• **What the exercise asks**
Transcribe every record beneath, precisely as written.
-- Dataset entries follows --
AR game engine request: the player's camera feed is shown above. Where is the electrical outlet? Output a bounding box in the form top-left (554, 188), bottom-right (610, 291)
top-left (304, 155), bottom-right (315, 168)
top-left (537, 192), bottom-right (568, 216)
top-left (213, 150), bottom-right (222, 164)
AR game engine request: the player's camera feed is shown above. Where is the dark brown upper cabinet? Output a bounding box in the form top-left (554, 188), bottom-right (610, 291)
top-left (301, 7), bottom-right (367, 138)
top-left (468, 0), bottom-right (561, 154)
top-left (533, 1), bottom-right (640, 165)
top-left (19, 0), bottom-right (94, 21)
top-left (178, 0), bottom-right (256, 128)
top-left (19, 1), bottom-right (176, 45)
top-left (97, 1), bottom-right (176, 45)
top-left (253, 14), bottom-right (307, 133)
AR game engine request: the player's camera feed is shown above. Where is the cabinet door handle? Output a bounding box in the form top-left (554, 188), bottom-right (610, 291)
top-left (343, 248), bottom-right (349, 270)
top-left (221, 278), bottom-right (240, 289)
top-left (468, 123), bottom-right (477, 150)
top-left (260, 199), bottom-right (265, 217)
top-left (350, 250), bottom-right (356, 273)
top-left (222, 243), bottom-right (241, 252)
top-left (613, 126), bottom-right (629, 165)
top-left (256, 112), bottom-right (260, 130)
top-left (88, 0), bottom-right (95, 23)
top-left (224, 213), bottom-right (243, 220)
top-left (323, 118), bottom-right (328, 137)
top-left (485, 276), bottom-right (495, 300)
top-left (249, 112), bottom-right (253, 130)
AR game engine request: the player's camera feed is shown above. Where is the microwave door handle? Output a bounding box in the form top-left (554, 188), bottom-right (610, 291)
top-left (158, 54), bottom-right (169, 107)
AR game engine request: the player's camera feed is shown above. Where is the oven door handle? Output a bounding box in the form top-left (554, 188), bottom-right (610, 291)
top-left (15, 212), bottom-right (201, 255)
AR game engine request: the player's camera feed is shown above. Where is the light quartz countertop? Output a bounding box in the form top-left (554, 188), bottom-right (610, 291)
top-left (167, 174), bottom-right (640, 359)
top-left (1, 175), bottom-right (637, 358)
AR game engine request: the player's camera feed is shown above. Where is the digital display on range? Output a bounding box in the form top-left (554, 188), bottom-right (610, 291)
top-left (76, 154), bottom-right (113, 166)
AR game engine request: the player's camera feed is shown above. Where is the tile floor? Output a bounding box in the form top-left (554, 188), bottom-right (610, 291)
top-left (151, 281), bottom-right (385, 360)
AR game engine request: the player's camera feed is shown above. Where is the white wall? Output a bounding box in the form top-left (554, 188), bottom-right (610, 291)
-- Dataset entries concluded --
• **Your solution**
AR game engine request: the player's camera feed is shown above. Where is the electrical outlet? Output a bounding box in the form top-left (554, 188), bottom-right (610, 291)
top-left (304, 155), bottom-right (315, 168)
top-left (537, 192), bottom-right (568, 216)
top-left (213, 150), bottom-right (222, 164)
AR game engine request: the player's camera feed is shown above. Where is the dark brown upper cabinet? Output a bounding box in the form top-left (554, 188), bottom-right (610, 291)
top-left (301, 7), bottom-right (367, 138)
top-left (468, 0), bottom-right (561, 154)
top-left (533, 1), bottom-right (640, 165)
top-left (19, 0), bottom-right (94, 21)
top-left (178, 0), bottom-right (256, 128)
top-left (19, 1), bottom-right (176, 45)
top-left (97, 1), bottom-right (176, 45)
top-left (253, 14), bottom-right (307, 133)
AR game engine request: the player's camera feed is shown above. Where is the cabinet door handle? Output a bounding box in the form top-left (554, 188), bottom-right (610, 291)
top-left (343, 248), bottom-right (349, 270)
top-left (221, 278), bottom-right (240, 289)
top-left (468, 123), bottom-right (477, 150)
top-left (260, 199), bottom-right (265, 217)
top-left (350, 250), bottom-right (356, 273)
top-left (222, 243), bottom-right (241, 252)
top-left (613, 126), bottom-right (629, 165)
top-left (256, 112), bottom-right (260, 130)
top-left (88, 0), bottom-right (95, 23)
top-left (224, 213), bottom-right (243, 220)
top-left (323, 118), bottom-right (328, 137)
top-left (485, 276), bottom-right (495, 300)
top-left (249, 112), bottom-right (253, 130)
AR game engine request: the player's camera feed is shown above. Where is the microwave door handle? Output a bounding box in the form top-left (554, 188), bottom-right (610, 291)
top-left (158, 54), bottom-right (169, 107)
AR game engine request: the player's camera feed is shown above. Where is the oven door handle? Output a bounding box in the form top-left (554, 188), bottom-right (610, 291)
top-left (15, 212), bottom-right (201, 255)
AR game engine request: the player's camera feed is shown above. Where is the light quartz countertop? Output a bounding box in the form top-left (554, 188), bottom-right (610, 291)
top-left (167, 174), bottom-right (640, 359)
top-left (1, 175), bottom-right (637, 358)
AR game engine request: the player's camera feed is shown above. Where is the digital display on range? Output a bounding box in the form top-left (554, 188), bottom-right (610, 291)
top-left (76, 154), bottom-right (113, 166)
AR game engine request: the player's camera feed is shown above. Where is the tile floor? Output a bounding box in the form top-left (554, 188), bottom-right (610, 291)
top-left (151, 281), bottom-right (385, 360)
AR game engine request: the player's camera feed is shown above. Where is the white wall? Output a bounding box in the form top-left (554, 188), bottom-right (610, 291)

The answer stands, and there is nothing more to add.